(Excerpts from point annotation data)

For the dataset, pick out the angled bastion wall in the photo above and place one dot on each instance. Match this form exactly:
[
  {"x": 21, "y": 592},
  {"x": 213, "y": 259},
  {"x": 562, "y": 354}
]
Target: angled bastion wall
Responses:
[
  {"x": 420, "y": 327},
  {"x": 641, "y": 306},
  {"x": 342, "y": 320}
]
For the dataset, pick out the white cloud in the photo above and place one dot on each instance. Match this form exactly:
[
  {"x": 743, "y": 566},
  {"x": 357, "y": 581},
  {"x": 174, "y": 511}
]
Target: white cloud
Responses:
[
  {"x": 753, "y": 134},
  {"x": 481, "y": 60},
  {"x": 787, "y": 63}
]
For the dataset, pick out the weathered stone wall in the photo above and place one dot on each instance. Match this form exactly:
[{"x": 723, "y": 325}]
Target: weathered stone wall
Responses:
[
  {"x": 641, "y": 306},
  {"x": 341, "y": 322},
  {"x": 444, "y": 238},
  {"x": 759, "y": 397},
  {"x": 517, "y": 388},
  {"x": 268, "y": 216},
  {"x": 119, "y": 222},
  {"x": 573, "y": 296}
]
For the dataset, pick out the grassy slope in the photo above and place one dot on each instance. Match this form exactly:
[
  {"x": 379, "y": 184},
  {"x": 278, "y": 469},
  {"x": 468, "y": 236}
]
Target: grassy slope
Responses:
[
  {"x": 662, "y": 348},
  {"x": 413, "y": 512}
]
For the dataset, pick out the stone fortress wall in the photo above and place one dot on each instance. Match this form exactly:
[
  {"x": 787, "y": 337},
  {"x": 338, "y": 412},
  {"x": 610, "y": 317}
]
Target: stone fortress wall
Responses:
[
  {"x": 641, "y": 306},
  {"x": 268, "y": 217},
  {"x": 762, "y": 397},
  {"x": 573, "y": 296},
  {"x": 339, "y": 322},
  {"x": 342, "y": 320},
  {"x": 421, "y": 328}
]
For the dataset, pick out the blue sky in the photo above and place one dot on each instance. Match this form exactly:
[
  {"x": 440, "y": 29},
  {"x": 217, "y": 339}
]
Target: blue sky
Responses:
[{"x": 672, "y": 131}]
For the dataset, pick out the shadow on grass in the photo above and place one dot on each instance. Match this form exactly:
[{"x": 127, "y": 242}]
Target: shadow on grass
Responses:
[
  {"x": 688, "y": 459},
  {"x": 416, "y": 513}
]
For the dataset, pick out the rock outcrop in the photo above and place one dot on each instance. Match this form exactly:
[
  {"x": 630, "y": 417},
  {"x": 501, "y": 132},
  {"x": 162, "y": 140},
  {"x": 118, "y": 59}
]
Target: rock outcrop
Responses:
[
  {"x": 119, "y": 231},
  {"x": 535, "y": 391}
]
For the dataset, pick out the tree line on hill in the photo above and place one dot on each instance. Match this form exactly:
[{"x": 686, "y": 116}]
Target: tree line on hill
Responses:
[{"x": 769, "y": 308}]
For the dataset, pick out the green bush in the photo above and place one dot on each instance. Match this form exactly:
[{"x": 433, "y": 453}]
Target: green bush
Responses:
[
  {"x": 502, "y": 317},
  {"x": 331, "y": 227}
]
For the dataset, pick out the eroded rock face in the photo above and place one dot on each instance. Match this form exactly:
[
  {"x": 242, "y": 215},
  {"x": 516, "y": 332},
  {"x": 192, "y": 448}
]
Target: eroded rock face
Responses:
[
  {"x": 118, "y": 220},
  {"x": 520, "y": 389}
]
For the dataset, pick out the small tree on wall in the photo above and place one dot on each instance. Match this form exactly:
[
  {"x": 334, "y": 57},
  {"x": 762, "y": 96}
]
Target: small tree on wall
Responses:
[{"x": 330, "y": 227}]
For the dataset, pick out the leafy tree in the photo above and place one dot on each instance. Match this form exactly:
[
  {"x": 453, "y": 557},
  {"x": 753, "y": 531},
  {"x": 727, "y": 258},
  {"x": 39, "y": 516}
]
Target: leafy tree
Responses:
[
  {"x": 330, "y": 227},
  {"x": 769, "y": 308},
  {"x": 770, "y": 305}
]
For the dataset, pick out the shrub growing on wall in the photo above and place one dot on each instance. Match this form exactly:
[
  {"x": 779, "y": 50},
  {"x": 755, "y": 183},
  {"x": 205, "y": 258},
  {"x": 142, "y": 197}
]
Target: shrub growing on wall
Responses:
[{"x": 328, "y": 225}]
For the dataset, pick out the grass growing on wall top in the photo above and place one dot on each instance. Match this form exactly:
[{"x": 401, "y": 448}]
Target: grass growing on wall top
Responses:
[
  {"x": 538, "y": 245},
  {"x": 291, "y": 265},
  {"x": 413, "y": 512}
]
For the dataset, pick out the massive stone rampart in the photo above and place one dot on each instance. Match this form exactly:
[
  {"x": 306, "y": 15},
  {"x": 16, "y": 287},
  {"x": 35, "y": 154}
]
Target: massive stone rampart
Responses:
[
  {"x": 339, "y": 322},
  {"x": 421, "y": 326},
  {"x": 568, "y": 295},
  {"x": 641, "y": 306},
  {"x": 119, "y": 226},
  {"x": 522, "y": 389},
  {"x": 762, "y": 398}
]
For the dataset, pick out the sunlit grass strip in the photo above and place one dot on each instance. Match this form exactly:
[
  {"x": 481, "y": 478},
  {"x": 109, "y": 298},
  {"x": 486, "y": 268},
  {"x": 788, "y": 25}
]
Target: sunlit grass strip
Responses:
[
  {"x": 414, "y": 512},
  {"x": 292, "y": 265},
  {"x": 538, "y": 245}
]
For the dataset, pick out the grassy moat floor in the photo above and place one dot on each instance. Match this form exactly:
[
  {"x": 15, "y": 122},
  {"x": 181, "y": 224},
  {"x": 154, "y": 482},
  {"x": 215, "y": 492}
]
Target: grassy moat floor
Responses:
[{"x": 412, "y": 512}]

» Given task: Print all of the material above again, line for line, without changing anything.

» Response for this exercise:
For the dataset, pick out the angled bastion wall in the photo above and place one dot on each instance. Match this form exactly:
[
  {"x": 21, "y": 592},
  {"x": 213, "y": 259},
  {"x": 562, "y": 354}
]
Target: angled bastion wall
Responses:
[
  {"x": 420, "y": 327},
  {"x": 641, "y": 306},
  {"x": 342, "y": 320}
]
For the dataset, pick out the white cloud in the photo above and place one dot on each instance. Match this form exactly:
[
  {"x": 743, "y": 566},
  {"x": 357, "y": 581},
  {"x": 174, "y": 511}
]
Target: white cloud
Responses:
[
  {"x": 753, "y": 134},
  {"x": 481, "y": 60},
  {"x": 787, "y": 63}
]
For the dataset, pick out the weathered stone wall in the photo above and place one dot on each instance. Match this form exactly:
[{"x": 723, "y": 325}]
Target: weathered stone wall
Responses:
[
  {"x": 641, "y": 306},
  {"x": 341, "y": 322},
  {"x": 444, "y": 238},
  {"x": 759, "y": 397},
  {"x": 517, "y": 388},
  {"x": 268, "y": 216},
  {"x": 119, "y": 222},
  {"x": 573, "y": 296}
]
For the dataset, pick out the grassy slope in the photo above and place one dot on each instance. Match this form exactly:
[
  {"x": 379, "y": 184},
  {"x": 278, "y": 469},
  {"x": 468, "y": 236}
]
Target: grassy slope
Responses:
[
  {"x": 662, "y": 348},
  {"x": 413, "y": 512}
]
For the dataset, pick out the stone fortress wall in the photo above and place one dot on each instance. Match this form exactly:
[
  {"x": 787, "y": 337},
  {"x": 338, "y": 412},
  {"x": 610, "y": 317}
]
Target: stone fortress wall
Responses:
[
  {"x": 641, "y": 306},
  {"x": 268, "y": 217},
  {"x": 762, "y": 397},
  {"x": 573, "y": 296},
  {"x": 339, "y": 322},
  {"x": 342, "y": 320},
  {"x": 421, "y": 328}
]
For the dataset, pick out the blue sky in the photo above and place one dot on each instance. Match this form exactly:
[
  {"x": 440, "y": 29},
  {"x": 217, "y": 339}
]
Target: blue sky
Responses:
[{"x": 672, "y": 131}]
For the dataset, pick out the shadow on grass in the photo above and place one dot on each instance. Match this form exactly:
[{"x": 127, "y": 242}]
Target: shadow on grass
Responses:
[
  {"x": 688, "y": 459},
  {"x": 416, "y": 513}
]
For the dataset, pick out the rock outcrop in the photo above and place one dot on each instance. Match this form exactly:
[
  {"x": 630, "y": 417},
  {"x": 501, "y": 132},
  {"x": 162, "y": 140},
  {"x": 118, "y": 59}
]
Target: rock outcrop
Responses:
[
  {"x": 119, "y": 231},
  {"x": 535, "y": 391}
]
For the dataset, pick out the tree line on hill in the photo above and place one dot on each instance. Match this form exactly:
[{"x": 686, "y": 116}]
Target: tree line on hill
Responses:
[{"x": 769, "y": 308}]
For the dataset, pick out the green bush in the photo above and place one dot on each instance. Match this form exactly:
[{"x": 433, "y": 453}]
Target: green bush
Responses:
[
  {"x": 502, "y": 317},
  {"x": 331, "y": 227}
]
For the dataset, pick out the eroded rock face in the photo above and place one dot on each instance. Match this form exactly:
[
  {"x": 242, "y": 215},
  {"x": 516, "y": 332},
  {"x": 192, "y": 448}
]
Target: eroded rock face
Responses:
[
  {"x": 118, "y": 220},
  {"x": 520, "y": 389}
]
For the dataset, pick out the small tree on wall in the photo above and place one dot on each instance. Match this form exactly:
[
  {"x": 334, "y": 57},
  {"x": 762, "y": 96}
]
Target: small tree on wall
Responses:
[{"x": 330, "y": 227}]
For the dataset, pick out the leafy tree in the photo above and place one dot on each instance. Match this form exactly:
[
  {"x": 453, "y": 557},
  {"x": 753, "y": 531},
  {"x": 727, "y": 258},
  {"x": 39, "y": 516}
]
Target: leafy tree
Responses:
[
  {"x": 330, "y": 227},
  {"x": 769, "y": 308},
  {"x": 770, "y": 305}
]
For the dataset, pick out the shrub growing on wall in the photo above and place one dot on each instance. Match this form exactly:
[
  {"x": 779, "y": 50},
  {"x": 755, "y": 183},
  {"x": 205, "y": 258},
  {"x": 142, "y": 197}
]
Target: shrub growing on wall
Responses:
[{"x": 328, "y": 225}]
For the dataset, pick out the grass growing on wall top in the photo above and place one dot on each instance. Match this form exactly:
[{"x": 401, "y": 448}]
Target: grass growing on wall top
Responses:
[
  {"x": 538, "y": 245},
  {"x": 291, "y": 265},
  {"x": 413, "y": 512}
]
For the dataset, pick out the massive stone rampart in the photo above and place one dot on each instance. Match this form exactly:
[
  {"x": 306, "y": 15},
  {"x": 16, "y": 287},
  {"x": 35, "y": 154}
]
Target: massive stone rampart
Responses:
[
  {"x": 339, "y": 322},
  {"x": 421, "y": 326},
  {"x": 568, "y": 295},
  {"x": 641, "y": 306},
  {"x": 119, "y": 226},
  {"x": 522, "y": 389},
  {"x": 762, "y": 398}
]
For the dataset, pick out the sunlit grass strip in the photo above and place one dot on each instance. Match this form exactly:
[
  {"x": 481, "y": 478},
  {"x": 109, "y": 298},
  {"x": 486, "y": 268},
  {"x": 788, "y": 25}
]
Target: sunlit grass strip
Responses:
[
  {"x": 414, "y": 512},
  {"x": 292, "y": 265},
  {"x": 538, "y": 245}
]
For the dataset, pick out the grassy moat floor in the photo above and place one dot on each instance. Match this form exactly:
[
  {"x": 15, "y": 122},
  {"x": 181, "y": 224},
  {"x": 154, "y": 482},
  {"x": 215, "y": 492}
]
Target: grassy moat floor
Responses:
[{"x": 412, "y": 512}]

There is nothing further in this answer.